• Excerpt to read

Interview with creator of Nginx, Igor Sysoev - rehack
http://www.webhostingskills.com/open_source/articles/interview_with_creator_of_nginx_igor_sysoev
======
EvanMiller
Igor has been one of my programmer heroes for many years now, and I'm glad to
learn more about his background through this article. The reading's a bit
tough, as many verbs appear to be missing and a few Russian words remain
untranslated. Some interesting takeaways:

* Igor wrote Nginx while working as a sysadmin for Rambler. Classic bottom-up innovation: he could see Apache's shortcomings in a very up-close and personal way. This also explains why Rambler does not hold the copyright on Nginx (see the end of the interview).

* He is quite modest when comparing Nginx to other web servers. This reflects well on his character, but perhaps has "slowed" the adoption of Nginx. It's clear from this article that Igor is an engineer, not a salesman. I find this to be refreshing in an era when many open-source projects seem to achieve adoption by being the loudest, rather than by being the best.

• Source data
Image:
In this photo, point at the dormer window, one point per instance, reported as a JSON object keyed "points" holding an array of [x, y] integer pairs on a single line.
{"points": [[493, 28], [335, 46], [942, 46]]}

• Task prompt
In the Nginx interview thread above, list every piece of software and every company that the comment names.

• Solution
Nginx, Apache, Rambler